> _Work to complete_
A) In the book review page, why did Mayes and her husband settle in a university town in North Carolina? Answer in one to three sentences.
B) Write the next part of the book review page, picking up right after its final line.

> _Document section_
===============
Monday, May 26, 2014

There goes gravity : a life in rock and roll

View full imageby Lisa Robinson    (Get the Book)
Journalist Robinson, currently a contributing editor at Vanity Fair, has four decades' worth of personal stories about the many rock 'n' roll stars she hung with and wrote about. She knew Mick Jagger before he got his teeth fixed, for example, and she colorfully details her times with rock soon-to-be-superstars David Bowie, Lou Reed, and such before moving on to her many years of interviews and meetings with music luminaries like Michael Jackson, Bono, Eminem, and Lady Gaga. Robinson has an astute memory, reel-to-reel party tapes, and even breakfast-order notes that captured the minutest aspects of her musical journey. The excerpts from her long interviews with, say, John Lennon, are fascinating and worth the price of the book; no worries that Robinson digresses and rambles here and there. Plenty of music fans will be more than ready for this circuitous, genial, and opinionated walk on the wild side. --Booklist

Monday, May 19, 2014

Under magnolia : a Southern memoir

View full imageby Frances Mayes    (Get the Book)
Mayes, adored for her famed Tuscany books (Under the Tuscan Sun, 1996; Every Day in Tuscany, 2010), mined the murky depths of her family's history for her first novel, Swan (2002). She now returns to the scene of the crimes in both literal and figurative senses. Her southern memoir is a tale straight out of Faulkner, rife with episodes of dissipation and disillusion, parents who loved and fought with equally wild abandon, and ancestors with names like Big Mama and Daddy Jack. While on a book tour in Oxford, Mississippi, Mayes realized her southern roots ran deeper than she believed or would have liked. But she and her husband were sufficiently compelled to relocate from Northern California to North Carolina, settling in a university town with a far enough remove to allow her an objective distance from which to analyze the signature episodes of her childhood. With her trademark skill for capturing the essence of place and time, Mayes candidly reveals a youth riddled with psychological abuse and parental neglect that, nevertheless, ignited a fiery passion for adventure and self-discovery. HIGH-DEMAND BACKSTORY: A best-selling sensation worldwide, Mayes will galvanize readers with this vigorously promoted coming-of-age tale set on her home terrain. --Booklist

Monday, May 12, 2014

You must remember this : life and style in Hollywood's golden age

View full imageby Robert Wagner    (Get the Book)
===============
> _Data excerpts_
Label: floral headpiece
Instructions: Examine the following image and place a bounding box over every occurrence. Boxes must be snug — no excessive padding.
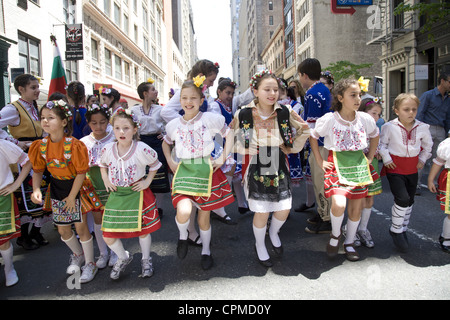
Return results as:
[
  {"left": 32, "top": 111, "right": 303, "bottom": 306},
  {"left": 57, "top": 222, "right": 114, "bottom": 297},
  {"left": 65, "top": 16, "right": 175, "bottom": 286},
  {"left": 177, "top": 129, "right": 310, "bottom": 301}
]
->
[
  {"left": 116, "top": 108, "right": 141, "bottom": 128},
  {"left": 250, "top": 69, "right": 272, "bottom": 89},
  {"left": 358, "top": 77, "right": 370, "bottom": 92},
  {"left": 87, "top": 103, "right": 111, "bottom": 117},
  {"left": 44, "top": 100, "right": 73, "bottom": 121}
]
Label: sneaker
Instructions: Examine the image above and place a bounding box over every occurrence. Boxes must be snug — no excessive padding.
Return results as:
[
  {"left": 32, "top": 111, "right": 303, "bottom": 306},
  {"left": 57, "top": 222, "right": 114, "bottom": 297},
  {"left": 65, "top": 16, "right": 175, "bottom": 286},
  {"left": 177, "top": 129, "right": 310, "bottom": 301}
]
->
[
  {"left": 110, "top": 251, "right": 133, "bottom": 280},
  {"left": 66, "top": 253, "right": 84, "bottom": 275},
  {"left": 140, "top": 257, "right": 153, "bottom": 278},
  {"left": 80, "top": 262, "right": 98, "bottom": 283},
  {"left": 355, "top": 230, "right": 375, "bottom": 248},
  {"left": 5, "top": 268, "right": 19, "bottom": 287},
  {"left": 108, "top": 250, "right": 118, "bottom": 268},
  {"left": 95, "top": 253, "right": 110, "bottom": 269}
]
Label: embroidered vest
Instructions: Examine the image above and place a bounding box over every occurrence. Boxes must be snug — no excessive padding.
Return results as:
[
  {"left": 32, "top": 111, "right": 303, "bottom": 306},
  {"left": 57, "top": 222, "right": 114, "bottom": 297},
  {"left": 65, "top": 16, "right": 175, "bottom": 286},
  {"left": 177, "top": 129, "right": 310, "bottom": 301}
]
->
[
  {"left": 8, "top": 101, "right": 43, "bottom": 140},
  {"left": 238, "top": 105, "right": 294, "bottom": 149}
]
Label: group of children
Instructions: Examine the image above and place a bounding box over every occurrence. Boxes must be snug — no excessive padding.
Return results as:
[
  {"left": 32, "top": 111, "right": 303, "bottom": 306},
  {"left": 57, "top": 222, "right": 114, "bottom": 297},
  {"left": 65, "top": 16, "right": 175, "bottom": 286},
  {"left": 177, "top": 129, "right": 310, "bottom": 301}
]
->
[{"left": 0, "top": 60, "right": 450, "bottom": 286}]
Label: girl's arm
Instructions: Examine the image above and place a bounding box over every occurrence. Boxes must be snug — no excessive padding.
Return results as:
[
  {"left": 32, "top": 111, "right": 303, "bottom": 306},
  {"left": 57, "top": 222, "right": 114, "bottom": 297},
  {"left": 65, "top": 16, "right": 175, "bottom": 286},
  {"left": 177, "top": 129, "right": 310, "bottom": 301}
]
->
[
  {"left": 0, "top": 161, "right": 31, "bottom": 196},
  {"left": 62, "top": 173, "right": 86, "bottom": 212}
]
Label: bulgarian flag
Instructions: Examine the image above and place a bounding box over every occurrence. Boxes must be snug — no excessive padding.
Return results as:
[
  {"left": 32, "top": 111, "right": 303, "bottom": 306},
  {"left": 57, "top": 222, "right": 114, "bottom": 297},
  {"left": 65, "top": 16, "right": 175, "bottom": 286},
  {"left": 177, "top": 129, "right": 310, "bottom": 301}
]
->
[{"left": 48, "top": 35, "right": 67, "bottom": 96}]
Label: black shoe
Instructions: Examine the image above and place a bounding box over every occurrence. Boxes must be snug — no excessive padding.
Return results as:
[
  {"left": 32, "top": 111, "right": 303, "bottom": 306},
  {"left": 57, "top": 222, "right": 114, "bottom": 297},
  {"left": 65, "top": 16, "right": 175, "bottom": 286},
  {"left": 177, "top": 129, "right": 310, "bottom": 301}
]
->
[
  {"left": 177, "top": 240, "right": 189, "bottom": 259},
  {"left": 389, "top": 230, "right": 409, "bottom": 253},
  {"left": 294, "top": 203, "right": 316, "bottom": 212},
  {"left": 201, "top": 254, "right": 214, "bottom": 270},
  {"left": 16, "top": 237, "right": 39, "bottom": 250}
]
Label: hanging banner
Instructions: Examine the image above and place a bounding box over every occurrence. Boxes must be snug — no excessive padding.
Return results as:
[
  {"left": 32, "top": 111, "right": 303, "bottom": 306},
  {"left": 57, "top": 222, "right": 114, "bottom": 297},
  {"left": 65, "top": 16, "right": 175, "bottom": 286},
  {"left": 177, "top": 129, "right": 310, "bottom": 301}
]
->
[{"left": 66, "top": 23, "right": 83, "bottom": 60}]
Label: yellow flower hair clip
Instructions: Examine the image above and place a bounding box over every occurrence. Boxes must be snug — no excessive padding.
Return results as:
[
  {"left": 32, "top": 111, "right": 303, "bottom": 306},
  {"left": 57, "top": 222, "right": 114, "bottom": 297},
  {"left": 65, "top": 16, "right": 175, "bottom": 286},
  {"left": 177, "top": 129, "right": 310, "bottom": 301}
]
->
[
  {"left": 192, "top": 76, "right": 206, "bottom": 88},
  {"left": 358, "top": 77, "right": 370, "bottom": 92}
]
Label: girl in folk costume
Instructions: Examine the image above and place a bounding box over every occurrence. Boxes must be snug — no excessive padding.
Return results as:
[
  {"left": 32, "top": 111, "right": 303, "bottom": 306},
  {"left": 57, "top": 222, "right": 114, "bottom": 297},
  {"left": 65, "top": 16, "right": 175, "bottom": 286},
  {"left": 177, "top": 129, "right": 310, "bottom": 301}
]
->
[
  {"left": 428, "top": 138, "right": 450, "bottom": 253},
  {"left": 0, "top": 140, "right": 31, "bottom": 287},
  {"left": 231, "top": 70, "right": 309, "bottom": 267},
  {"left": 66, "top": 81, "right": 89, "bottom": 140},
  {"left": 100, "top": 109, "right": 161, "bottom": 280},
  {"left": 380, "top": 93, "right": 433, "bottom": 252},
  {"left": 0, "top": 74, "right": 49, "bottom": 250},
  {"left": 310, "top": 79, "right": 379, "bottom": 261},
  {"left": 131, "top": 79, "right": 170, "bottom": 215},
  {"left": 81, "top": 104, "right": 117, "bottom": 269},
  {"left": 163, "top": 77, "right": 234, "bottom": 270},
  {"left": 28, "top": 100, "right": 97, "bottom": 283}
]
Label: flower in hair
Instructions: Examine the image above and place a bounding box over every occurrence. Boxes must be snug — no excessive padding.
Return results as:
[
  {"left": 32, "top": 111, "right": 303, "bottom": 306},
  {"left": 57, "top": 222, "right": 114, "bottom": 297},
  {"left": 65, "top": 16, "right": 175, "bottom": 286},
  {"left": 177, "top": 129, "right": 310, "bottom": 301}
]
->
[{"left": 192, "top": 76, "right": 206, "bottom": 89}]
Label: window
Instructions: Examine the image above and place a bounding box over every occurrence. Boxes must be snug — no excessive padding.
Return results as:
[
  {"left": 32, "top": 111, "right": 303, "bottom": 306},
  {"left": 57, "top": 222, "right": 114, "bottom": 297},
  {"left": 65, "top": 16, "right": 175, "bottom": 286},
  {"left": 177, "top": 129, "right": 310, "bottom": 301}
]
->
[
  {"left": 19, "top": 33, "right": 41, "bottom": 76},
  {"left": 105, "top": 49, "right": 112, "bottom": 76}
]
===============
> _Expected outputs_
A) They chose a university town far enough away to give Mayes an objective distance from which to analyze the signature episodes of her childhood.

B)
Wagner and Eyman, who coauthored Wagner's 2008 autobiography, Pieces of My Heart, this time tell the story of a place and a time: Hollywood from the 1930s through the '60s. Divided into topical chapters, including Houses and Hotels, Style, and Nightlife, the book follows Hollywood from its early days until Cecil B. DeMille arrived in 1913, Hollywood was just another place outside Los Angeles through its heady decades as the trendsetter in style and popular culture, and ending with the collapse of the studio system, when profits were in steep decline and many of the Golden Age stars were dying or aging out of the spotlight. You can tell that Wagner, whose acting career started when the Golden Age was its most golden, truly misses that time and place; his fondness for it and his distaste for the modern way of moviemaking come through on almost every page. For Wagner, the emblems of Hollywood at its grandest the mansions, the stars, the parties, the watering holes evoke a better world, and his account of how it was then just may leave nostalgic readers similarly affected. --Booklist

Monday, May 5, 2014

They called me god : the best umpire who ever lived

View full imageby Doug Harvey    (Get the Book)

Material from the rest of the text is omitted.